_Set exercise:_ Alter the entries below by replacing every occurrence of "dropped as a pin" with "marked as a dot", leaving everything else unchanged. Omit the pictures from your answer.

-=-=-

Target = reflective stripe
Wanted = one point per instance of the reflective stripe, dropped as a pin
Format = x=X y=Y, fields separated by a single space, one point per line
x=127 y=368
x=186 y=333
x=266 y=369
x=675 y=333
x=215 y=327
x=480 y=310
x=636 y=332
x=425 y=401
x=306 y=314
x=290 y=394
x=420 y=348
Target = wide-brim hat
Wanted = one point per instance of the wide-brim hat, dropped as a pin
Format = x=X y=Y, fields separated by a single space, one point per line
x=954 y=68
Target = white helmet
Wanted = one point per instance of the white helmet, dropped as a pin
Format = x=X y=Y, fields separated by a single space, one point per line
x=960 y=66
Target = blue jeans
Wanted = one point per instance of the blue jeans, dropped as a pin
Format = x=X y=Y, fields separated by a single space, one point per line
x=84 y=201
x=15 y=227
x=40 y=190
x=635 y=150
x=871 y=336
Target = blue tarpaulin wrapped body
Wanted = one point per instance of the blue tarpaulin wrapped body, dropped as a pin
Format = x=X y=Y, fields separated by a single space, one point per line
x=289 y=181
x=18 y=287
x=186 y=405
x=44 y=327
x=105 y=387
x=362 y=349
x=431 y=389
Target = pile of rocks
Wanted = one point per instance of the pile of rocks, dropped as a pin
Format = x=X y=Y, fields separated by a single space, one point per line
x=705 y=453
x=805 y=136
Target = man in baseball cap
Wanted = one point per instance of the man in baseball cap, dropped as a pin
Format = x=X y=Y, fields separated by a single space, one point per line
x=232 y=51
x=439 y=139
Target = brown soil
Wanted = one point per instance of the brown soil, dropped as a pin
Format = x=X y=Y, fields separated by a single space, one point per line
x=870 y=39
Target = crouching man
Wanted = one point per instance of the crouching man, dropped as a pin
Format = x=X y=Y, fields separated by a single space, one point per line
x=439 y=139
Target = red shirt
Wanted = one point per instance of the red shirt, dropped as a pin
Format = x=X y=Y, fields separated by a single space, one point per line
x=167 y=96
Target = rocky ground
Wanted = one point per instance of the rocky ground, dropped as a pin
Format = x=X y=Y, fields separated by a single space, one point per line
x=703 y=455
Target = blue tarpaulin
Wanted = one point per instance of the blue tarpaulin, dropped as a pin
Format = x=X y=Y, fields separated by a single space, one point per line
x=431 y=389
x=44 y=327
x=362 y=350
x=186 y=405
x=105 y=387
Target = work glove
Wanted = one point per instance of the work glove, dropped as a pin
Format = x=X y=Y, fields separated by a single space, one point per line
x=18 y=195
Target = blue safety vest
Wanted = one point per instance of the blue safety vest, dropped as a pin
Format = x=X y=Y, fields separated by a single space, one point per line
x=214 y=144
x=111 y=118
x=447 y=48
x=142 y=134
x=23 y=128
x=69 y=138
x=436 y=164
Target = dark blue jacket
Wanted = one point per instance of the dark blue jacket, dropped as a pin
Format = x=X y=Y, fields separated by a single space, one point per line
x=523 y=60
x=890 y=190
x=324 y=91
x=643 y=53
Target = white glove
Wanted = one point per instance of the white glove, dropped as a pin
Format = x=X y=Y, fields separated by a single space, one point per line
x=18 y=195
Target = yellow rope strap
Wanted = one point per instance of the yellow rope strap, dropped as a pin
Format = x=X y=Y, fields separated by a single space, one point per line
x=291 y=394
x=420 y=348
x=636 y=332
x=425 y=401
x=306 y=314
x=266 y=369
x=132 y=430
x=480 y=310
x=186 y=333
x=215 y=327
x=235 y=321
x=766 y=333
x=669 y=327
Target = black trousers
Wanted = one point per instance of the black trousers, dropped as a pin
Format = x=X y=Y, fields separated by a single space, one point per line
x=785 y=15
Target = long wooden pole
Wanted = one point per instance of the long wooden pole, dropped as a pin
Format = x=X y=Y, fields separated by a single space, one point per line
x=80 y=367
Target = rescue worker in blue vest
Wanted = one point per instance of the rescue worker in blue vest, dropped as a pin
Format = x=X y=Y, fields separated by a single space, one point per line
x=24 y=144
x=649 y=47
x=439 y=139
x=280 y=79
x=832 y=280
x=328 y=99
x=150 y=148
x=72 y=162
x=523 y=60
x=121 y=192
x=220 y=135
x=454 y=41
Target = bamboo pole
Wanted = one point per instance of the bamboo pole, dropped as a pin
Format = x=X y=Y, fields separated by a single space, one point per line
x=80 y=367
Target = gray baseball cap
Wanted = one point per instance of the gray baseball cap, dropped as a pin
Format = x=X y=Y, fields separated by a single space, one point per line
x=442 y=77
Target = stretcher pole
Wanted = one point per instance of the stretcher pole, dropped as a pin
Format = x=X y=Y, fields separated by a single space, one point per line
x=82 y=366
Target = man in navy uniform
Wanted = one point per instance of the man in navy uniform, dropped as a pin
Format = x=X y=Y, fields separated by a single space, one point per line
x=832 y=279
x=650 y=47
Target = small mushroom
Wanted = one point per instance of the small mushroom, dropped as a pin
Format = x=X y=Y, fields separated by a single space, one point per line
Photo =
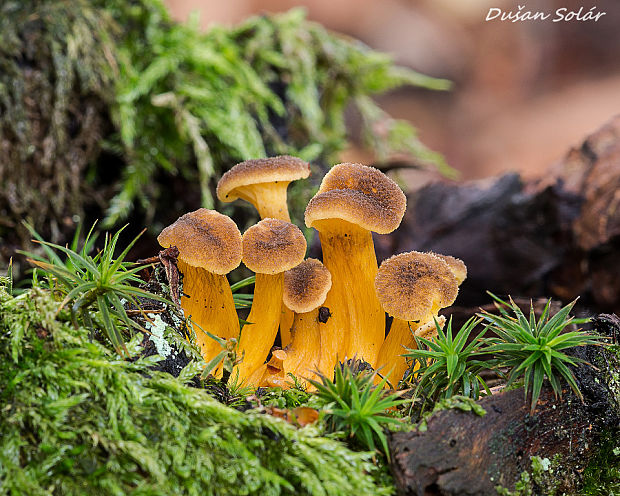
x=305 y=290
x=412 y=287
x=353 y=201
x=263 y=182
x=270 y=248
x=209 y=245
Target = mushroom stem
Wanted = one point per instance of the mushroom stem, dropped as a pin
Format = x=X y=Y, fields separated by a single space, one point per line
x=208 y=300
x=303 y=354
x=268 y=198
x=357 y=323
x=391 y=363
x=286 y=321
x=258 y=336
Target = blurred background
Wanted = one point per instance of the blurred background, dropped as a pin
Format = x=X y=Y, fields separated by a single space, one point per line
x=523 y=94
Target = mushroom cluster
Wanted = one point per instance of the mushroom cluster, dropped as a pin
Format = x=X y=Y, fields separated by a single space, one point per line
x=325 y=311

-=-=-

_Response to the exercise:_
Target = reflective stripe
Wanted = one point per instance of the reflective stripe, marked as a dot
Format = x=X y=Y, fields separated by a single space, one point per line
x=127 y=368
x=186 y=333
x=266 y=369
x=675 y=333
x=215 y=327
x=480 y=310
x=636 y=332
x=425 y=401
x=306 y=314
x=290 y=394
x=420 y=348
Target = wide-brim hat
Wanted = one point per instance of the wide-brim hat, marked as a dot
Format = x=X y=Y, fields separated by a single space, one point per line
x=954 y=68
Target = white helmet
Wanted = one point per instance of the white helmet, marked as a dot
Format = x=X y=Y, fields separated by a single space, one point per line
x=960 y=66
Target = blue jeans
Wanted = one point per instance of the blue jeans, marked as a dot
Format = x=X y=Y, fields separated by a single space, one point per line
x=84 y=201
x=15 y=227
x=40 y=190
x=635 y=150
x=871 y=336
Target = blue tarpaulin wrapped body
Wanted = one point per instance of the blue tarpaulin wrapped body, marked as a dot
Format = x=X y=Y, fields separated by a single space, one point per line
x=289 y=181
x=18 y=287
x=186 y=405
x=44 y=327
x=105 y=387
x=362 y=349
x=431 y=389
Target = pile of rocks
Wanted = one point per instance of the pile of rocks, marked as a dot
Format = x=X y=Y, fields separated by a single space, one point per line
x=705 y=453
x=805 y=136
Target = man in baseball cap
Wanted = one point per instance of the man in baseball cap, marked as a dot
Format = x=X y=Y, fields separated by a single space, one point per line
x=232 y=51
x=439 y=139
Target = brown soil
Wanted = one point per instance of the brown soil, marked as a dot
Format = x=X y=Y, fields separated by a single space, one point per line
x=870 y=39
Target = crouching man
Wanted = one point per instance of the crouching man, marked as a dot
Format = x=X y=Y, fields separated by a single space, one point per line
x=439 y=139
Target = red shirt
Wanted = one point per instance of the red shirt, marked as a dot
Format = x=X y=Y, fields separated by a single space, one point per line
x=167 y=96
Target = rocky ground
Wanted = one point per instance of the rocky ground, marked as a dot
Format = x=X y=Y, fields separated by a single space, one point per line
x=703 y=455
Target = blue tarpaulin
Wanted = one point per instance of the blue tarpaulin, marked as a dot
Format = x=X y=Y, fields separated by a single space, one point per line
x=431 y=389
x=44 y=327
x=362 y=350
x=186 y=405
x=105 y=387
Target = work glove
Wanted = one point per instance of the work glove, marked as a dot
Format = x=X y=Y, fields separated by a single space, one point per line
x=18 y=195
Target = blue safety vest
Wanted = one point per instance of the blue safety vest, marked as a dot
Format = x=X y=Y, fields separated by a single space, one point per line
x=214 y=144
x=111 y=118
x=447 y=48
x=142 y=134
x=23 y=128
x=69 y=138
x=436 y=164
Target = dark blue jacket
Wanted = one point per instance of the dark blue jacket, marked as a dot
Format = x=X y=Y, fields separated by a single space, one point per line
x=523 y=60
x=890 y=190
x=324 y=91
x=643 y=53
Target = white glove
Wanted = one point per instance of the white glove, marked as a dot
Format = x=X y=Y, fields separated by a single space, one point per line
x=18 y=195
Target = yellow rope strap
Wanted = one point per instance of the yellow rope strap, marked as a dot
Format = x=X y=Y, fields separated by a single space, one point per line
x=291 y=394
x=420 y=348
x=636 y=332
x=425 y=401
x=306 y=314
x=266 y=369
x=132 y=430
x=480 y=310
x=186 y=333
x=215 y=327
x=235 y=321
x=766 y=333
x=669 y=327
Target = black trousers
Wanted = one point per instance of the black trousers, marked as a dot
Format = x=X y=Y, fields separated by a single space, one point per line
x=785 y=15
Target = long wooden pole
Wanted = one point per instance of the long wooden pole, marked as a dot
Format = x=X y=Y, fields separated by a single space, one point per line
x=80 y=367
Target = rescue worker in blue vest
Wanted = one point per instance of the rescue worker in blue vest, marked as a dot
Format = x=X y=Y, fields separated by a single space, one point per line
x=24 y=144
x=649 y=47
x=439 y=139
x=280 y=79
x=832 y=280
x=328 y=99
x=150 y=148
x=72 y=162
x=523 y=60
x=121 y=192
x=220 y=135
x=454 y=41
Target = bamboo pole
Wanted = one point per instance of the bamboo pole, marked as a dot
Format = x=X y=Y, fields separated by a single space, one point per line
x=80 y=367
Target = gray baseball cap
Wanted = one point per instance of the gray baseball cap, marked as a dot
Format = x=X y=Y, fields separated by a single space, one point per line
x=442 y=77
Target = stretcher pole
Wanted = one point per instance of the stretcher pole, marked as a dot
Format = x=X y=Y, fields separated by a single space, one point per line
x=82 y=366
Target = man in navy uniform
Wanted = one point per instance of the man in navy uniform, marked as a dot
Format = x=X y=Y, fields separated by a single space, one point per line
x=832 y=279
x=650 y=47
Target = small mushroom
Wanted = one point per instance of the small mushroom, marked as a dot
Format = x=X y=Y, fields separated by a single space, one point per line
Photo =
x=305 y=290
x=412 y=287
x=353 y=201
x=263 y=182
x=270 y=248
x=209 y=245
Target = mushroom stem
Wanted = one point per instance of the mushroom stem, marked as a dot
Format = x=X y=Y, fields separated by a single space, one point per line
x=208 y=300
x=303 y=354
x=268 y=198
x=357 y=323
x=391 y=363
x=286 y=321
x=258 y=336
Target = blurred background
Wanted = one point per instance of the blurred background, marked as a dot
Format = x=X y=Y, fields separated by a single space, one point per line
x=523 y=94
Target = mushroom cluster
Wanted = one point per instance of the mushroom cluster, marked as a dot
Format = x=X y=Y, fields separated by a single space, one point per line
x=325 y=311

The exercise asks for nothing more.